**The task:** Only the line containing "Note: in this practice we tag every instance of the rectangular" and the lines after it, up to the end of the listing, should be written out, each exactly as given.

**Entries shown:**

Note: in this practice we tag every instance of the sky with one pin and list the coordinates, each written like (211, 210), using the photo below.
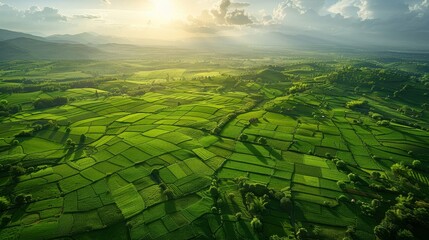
(397, 21)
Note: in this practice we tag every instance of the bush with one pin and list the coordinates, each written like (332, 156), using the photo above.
(302, 233)
(168, 194)
(20, 199)
(404, 234)
(214, 192)
(256, 224)
(341, 164)
(4, 204)
(352, 177)
(5, 220)
(343, 198)
(341, 184)
(417, 164)
(17, 170)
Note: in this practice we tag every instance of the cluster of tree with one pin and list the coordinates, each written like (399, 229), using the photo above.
(37, 126)
(49, 102)
(6, 109)
(357, 105)
(298, 87)
(407, 219)
(407, 111)
(226, 119)
(367, 77)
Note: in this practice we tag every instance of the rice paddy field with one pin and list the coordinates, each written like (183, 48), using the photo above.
(200, 149)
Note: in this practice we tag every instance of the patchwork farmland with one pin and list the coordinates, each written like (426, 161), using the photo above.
(209, 152)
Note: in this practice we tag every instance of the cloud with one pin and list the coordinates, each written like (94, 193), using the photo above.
(87, 16)
(46, 14)
(220, 11)
(238, 17)
(45, 19)
(219, 18)
(239, 5)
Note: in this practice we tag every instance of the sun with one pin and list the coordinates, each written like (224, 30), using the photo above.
(163, 10)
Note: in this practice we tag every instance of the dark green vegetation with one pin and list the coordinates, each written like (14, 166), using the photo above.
(214, 148)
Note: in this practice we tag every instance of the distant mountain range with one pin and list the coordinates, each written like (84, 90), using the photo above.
(23, 46)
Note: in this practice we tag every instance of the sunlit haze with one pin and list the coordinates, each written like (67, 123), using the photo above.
(385, 22)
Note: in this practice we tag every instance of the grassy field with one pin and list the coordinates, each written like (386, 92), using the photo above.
(199, 150)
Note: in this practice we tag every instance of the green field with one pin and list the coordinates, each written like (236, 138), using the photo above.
(196, 149)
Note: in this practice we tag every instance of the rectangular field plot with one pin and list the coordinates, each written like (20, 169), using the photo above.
(203, 153)
(366, 162)
(227, 173)
(128, 200)
(251, 159)
(306, 180)
(73, 183)
(248, 167)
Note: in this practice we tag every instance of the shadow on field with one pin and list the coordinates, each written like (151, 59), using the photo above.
(170, 206)
(244, 227)
(53, 133)
(255, 152)
(234, 208)
(273, 152)
(65, 137)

**Written response:**
Note: in this practice we tag every instance of the rectangular field plot with one pin and list the coordinates, each written like (20, 169), using the photo above.
(203, 153)
(366, 162)
(227, 173)
(128, 200)
(251, 159)
(306, 180)
(73, 183)
(248, 167)
Note: in this practice we tag every instance of the shadow on field with one pin and list the coordinates, each written like (151, 59), using the photo above.
(170, 206)
(244, 227)
(53, 133)
(255, 152)
(234, 208)
(273, 152)
(65, 137)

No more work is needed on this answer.